— Exercise —
Convert the material below into a numbered list, omitting blank lines: begin at the line that contains "In this photo, each instance of the person's" and end with the line that contains "In this photo, each instance of the red", including both lines and nothing outside them.

— Extracted entries —
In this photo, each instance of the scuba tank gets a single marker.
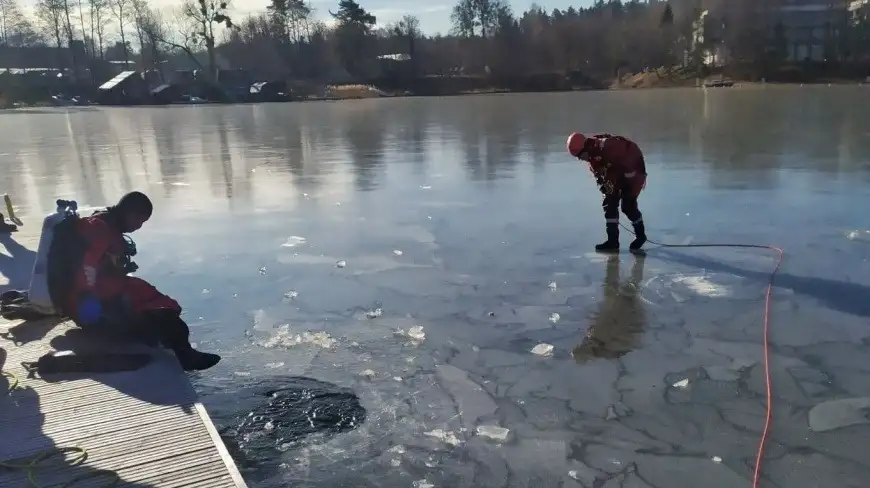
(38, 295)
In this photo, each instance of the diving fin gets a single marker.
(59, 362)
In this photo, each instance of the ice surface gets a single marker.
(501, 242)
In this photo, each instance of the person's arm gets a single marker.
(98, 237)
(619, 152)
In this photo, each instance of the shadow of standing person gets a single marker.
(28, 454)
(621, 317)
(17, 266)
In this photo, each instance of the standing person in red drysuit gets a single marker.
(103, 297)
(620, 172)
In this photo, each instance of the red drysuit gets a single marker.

...

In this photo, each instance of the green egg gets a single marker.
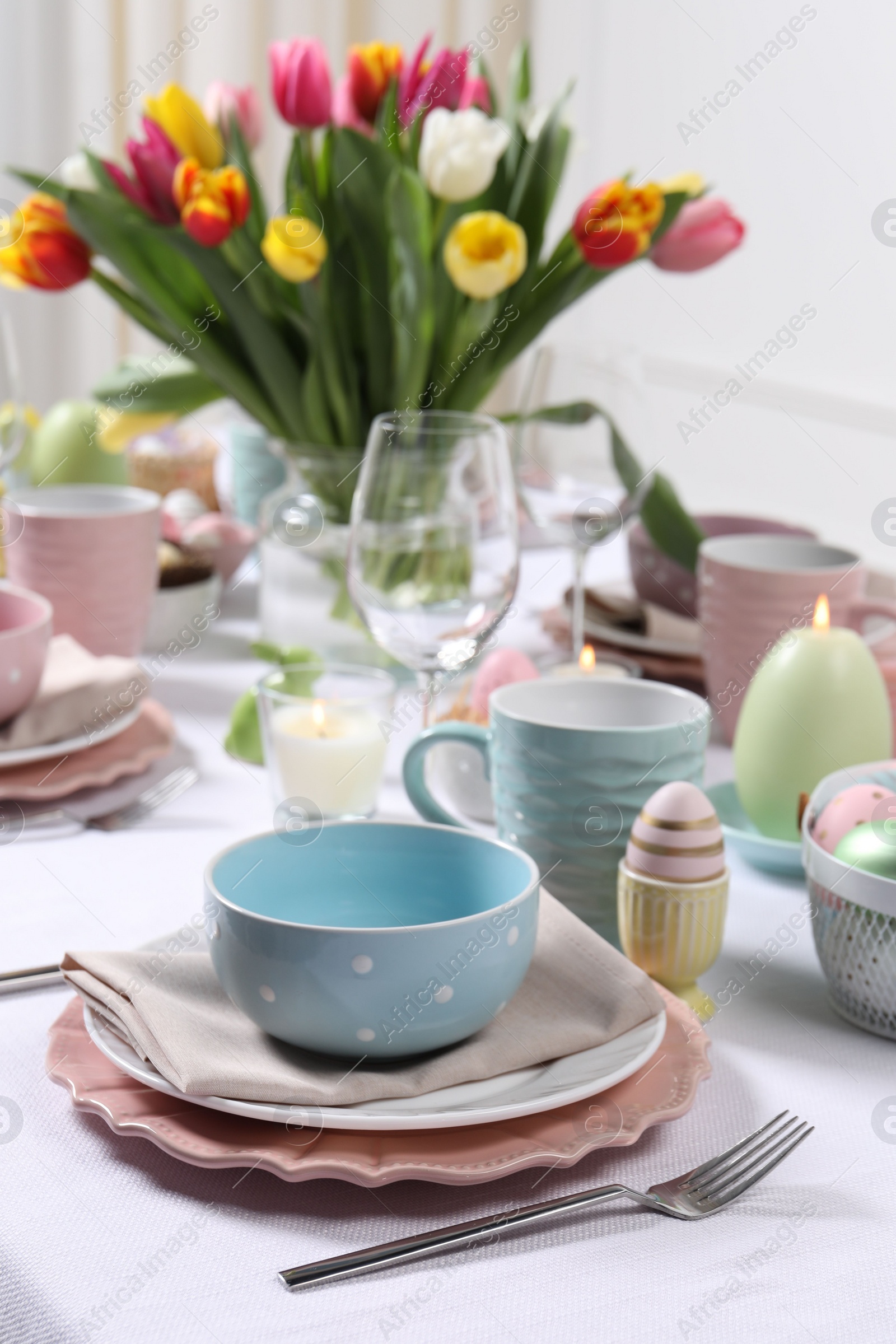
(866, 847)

---

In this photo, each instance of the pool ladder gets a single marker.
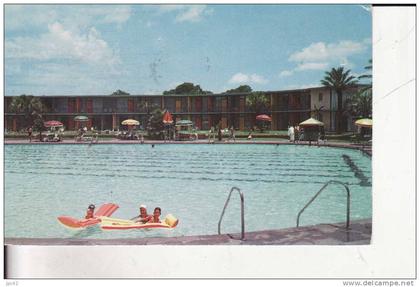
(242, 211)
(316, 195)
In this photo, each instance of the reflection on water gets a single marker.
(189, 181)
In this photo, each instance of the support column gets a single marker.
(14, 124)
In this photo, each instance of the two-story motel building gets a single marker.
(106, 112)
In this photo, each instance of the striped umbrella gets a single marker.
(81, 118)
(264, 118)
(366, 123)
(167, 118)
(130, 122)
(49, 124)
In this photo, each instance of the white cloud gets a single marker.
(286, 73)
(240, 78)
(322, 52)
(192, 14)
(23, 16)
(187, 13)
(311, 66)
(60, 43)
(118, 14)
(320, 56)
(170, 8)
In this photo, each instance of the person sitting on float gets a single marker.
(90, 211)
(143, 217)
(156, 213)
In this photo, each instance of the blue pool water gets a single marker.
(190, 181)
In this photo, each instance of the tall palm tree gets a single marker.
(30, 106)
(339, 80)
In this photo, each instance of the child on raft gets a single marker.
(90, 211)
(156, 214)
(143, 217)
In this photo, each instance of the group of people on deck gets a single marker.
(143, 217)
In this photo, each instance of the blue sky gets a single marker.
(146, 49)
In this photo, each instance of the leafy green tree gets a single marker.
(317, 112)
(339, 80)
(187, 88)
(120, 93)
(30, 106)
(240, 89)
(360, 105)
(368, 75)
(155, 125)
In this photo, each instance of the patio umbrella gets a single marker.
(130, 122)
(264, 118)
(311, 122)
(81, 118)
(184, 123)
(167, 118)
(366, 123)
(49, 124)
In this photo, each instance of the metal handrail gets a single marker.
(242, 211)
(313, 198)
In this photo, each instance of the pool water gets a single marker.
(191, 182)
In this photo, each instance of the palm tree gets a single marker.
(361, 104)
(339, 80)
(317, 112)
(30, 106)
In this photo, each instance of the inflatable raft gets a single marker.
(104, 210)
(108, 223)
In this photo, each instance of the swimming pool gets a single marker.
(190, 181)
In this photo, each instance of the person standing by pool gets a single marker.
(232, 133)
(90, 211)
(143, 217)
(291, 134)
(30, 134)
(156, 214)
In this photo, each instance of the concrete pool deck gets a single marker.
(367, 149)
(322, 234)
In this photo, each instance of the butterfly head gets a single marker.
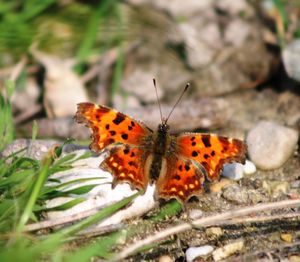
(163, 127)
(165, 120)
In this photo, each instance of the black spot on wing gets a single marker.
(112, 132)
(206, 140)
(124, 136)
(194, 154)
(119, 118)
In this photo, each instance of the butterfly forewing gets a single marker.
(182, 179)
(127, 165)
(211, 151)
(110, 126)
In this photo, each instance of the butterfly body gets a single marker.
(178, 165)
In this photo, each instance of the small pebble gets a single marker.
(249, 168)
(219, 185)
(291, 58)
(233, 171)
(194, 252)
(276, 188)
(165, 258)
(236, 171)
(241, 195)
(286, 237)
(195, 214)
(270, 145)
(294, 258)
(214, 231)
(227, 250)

— Reply to the task —
1. In this photo, each instance of the person's arm gets a single marker.
2. (98, 237)
3. (619, 152)
4. In this photo, each instance of the shadow of standing person gets a single marker.
5. (28, 454)
6. (621, 317)
7. (17, 266)
8. In this photo, each instance of the standing person in red drysuit gets a single marker.
9. (103, 297)
10. (620, 172)
11. In this photo, each instance of the red drysuit gets a single marker.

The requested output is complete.